TASK DESCRIPTION :: State how many lines in the data below contain the word "every". Give only the number.

★ ★ ★

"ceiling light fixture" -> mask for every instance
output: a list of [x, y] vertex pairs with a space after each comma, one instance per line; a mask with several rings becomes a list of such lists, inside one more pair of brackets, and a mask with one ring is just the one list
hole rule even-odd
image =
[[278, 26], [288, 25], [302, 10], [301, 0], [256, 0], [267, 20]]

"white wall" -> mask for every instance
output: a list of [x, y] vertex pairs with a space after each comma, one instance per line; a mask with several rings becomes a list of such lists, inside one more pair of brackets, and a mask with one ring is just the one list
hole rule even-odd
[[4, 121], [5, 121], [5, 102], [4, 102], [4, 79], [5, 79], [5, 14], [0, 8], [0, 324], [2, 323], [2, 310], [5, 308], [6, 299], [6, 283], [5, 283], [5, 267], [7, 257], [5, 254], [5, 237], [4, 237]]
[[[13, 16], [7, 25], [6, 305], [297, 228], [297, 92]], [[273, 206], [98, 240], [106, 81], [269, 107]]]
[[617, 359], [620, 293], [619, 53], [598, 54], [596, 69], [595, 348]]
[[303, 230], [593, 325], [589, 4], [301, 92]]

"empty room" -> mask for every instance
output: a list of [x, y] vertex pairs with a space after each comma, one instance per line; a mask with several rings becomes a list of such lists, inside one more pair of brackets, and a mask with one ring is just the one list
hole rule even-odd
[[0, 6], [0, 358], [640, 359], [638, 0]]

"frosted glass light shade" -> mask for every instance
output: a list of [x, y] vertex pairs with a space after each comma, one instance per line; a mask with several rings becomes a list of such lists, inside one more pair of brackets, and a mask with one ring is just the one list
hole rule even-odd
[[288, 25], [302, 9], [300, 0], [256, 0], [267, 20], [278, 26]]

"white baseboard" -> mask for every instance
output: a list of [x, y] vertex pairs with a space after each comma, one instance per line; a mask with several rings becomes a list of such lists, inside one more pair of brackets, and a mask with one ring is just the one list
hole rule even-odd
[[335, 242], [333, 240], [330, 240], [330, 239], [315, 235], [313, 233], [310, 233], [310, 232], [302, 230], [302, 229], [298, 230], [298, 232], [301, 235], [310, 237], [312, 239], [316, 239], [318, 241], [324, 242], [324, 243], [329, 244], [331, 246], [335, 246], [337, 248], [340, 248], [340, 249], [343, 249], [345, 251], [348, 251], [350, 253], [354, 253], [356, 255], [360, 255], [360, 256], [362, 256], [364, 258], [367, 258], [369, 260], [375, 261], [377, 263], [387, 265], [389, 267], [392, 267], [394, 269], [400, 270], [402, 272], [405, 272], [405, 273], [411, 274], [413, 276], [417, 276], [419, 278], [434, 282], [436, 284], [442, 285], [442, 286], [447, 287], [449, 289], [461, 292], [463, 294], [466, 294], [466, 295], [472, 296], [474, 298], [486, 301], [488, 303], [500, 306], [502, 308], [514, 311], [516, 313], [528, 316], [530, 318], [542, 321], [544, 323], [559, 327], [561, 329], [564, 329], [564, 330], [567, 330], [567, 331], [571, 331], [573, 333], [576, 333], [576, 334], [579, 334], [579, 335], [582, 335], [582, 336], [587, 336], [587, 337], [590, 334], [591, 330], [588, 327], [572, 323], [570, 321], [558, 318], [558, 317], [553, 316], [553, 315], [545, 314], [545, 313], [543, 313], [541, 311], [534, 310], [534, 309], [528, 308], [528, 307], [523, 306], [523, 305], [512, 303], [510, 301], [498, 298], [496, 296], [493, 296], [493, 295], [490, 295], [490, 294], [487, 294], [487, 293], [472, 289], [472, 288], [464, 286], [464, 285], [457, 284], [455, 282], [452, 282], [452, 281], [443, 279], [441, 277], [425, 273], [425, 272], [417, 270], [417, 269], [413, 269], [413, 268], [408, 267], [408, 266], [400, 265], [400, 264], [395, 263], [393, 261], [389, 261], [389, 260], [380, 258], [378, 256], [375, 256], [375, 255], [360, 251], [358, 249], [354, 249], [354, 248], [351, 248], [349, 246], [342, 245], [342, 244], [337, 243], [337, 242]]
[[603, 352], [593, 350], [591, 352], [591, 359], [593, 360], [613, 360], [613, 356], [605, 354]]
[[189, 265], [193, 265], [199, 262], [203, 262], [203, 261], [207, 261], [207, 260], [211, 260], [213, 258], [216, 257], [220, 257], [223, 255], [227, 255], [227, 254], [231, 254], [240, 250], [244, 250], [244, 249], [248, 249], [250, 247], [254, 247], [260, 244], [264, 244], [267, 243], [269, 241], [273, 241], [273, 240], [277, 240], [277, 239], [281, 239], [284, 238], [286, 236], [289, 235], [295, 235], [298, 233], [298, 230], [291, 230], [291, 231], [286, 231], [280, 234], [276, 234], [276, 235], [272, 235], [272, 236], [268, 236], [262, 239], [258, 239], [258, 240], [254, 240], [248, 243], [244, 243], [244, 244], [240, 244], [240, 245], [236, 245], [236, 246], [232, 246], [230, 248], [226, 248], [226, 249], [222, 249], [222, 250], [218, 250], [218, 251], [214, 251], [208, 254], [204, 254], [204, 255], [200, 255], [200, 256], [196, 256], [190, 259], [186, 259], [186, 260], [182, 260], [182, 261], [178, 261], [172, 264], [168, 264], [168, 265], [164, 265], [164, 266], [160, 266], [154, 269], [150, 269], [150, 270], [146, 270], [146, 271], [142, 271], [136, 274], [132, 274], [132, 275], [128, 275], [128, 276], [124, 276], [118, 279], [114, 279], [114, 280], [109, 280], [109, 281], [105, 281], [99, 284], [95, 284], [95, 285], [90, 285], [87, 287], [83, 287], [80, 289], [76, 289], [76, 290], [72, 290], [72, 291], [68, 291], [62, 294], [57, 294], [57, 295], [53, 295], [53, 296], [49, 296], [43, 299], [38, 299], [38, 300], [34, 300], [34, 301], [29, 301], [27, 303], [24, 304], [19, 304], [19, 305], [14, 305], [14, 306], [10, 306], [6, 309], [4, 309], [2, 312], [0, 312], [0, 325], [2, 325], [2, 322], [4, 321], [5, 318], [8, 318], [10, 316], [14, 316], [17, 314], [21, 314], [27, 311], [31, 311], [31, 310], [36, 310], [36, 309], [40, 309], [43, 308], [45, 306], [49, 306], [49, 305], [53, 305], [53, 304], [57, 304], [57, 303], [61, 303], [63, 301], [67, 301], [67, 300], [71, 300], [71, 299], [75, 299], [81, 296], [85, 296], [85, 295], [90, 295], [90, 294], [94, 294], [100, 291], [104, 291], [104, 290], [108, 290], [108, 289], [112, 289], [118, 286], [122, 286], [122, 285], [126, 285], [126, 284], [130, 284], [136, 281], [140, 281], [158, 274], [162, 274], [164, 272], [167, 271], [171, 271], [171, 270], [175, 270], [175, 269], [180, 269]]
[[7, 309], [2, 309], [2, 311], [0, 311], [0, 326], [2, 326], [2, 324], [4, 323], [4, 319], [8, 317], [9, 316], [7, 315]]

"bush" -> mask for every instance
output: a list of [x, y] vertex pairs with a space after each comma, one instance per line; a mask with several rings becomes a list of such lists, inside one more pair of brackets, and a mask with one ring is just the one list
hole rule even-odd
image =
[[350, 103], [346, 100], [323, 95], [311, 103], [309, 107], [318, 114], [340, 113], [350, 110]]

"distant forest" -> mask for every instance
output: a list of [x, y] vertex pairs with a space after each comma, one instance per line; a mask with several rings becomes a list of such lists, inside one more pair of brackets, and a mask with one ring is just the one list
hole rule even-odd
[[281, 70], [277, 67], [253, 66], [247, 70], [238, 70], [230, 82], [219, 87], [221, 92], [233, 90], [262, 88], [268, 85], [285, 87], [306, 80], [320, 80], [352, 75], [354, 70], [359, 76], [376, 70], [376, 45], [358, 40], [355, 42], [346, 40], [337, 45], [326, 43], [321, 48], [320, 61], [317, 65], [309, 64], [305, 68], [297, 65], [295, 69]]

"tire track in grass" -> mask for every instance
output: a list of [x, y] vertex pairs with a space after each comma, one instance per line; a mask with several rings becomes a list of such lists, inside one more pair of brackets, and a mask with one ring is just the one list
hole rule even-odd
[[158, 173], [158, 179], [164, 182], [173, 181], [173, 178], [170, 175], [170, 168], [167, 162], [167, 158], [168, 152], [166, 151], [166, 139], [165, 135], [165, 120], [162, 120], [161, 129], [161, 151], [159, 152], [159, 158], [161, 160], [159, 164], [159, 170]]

★ ★ ★

TASK OUTPUT :: 8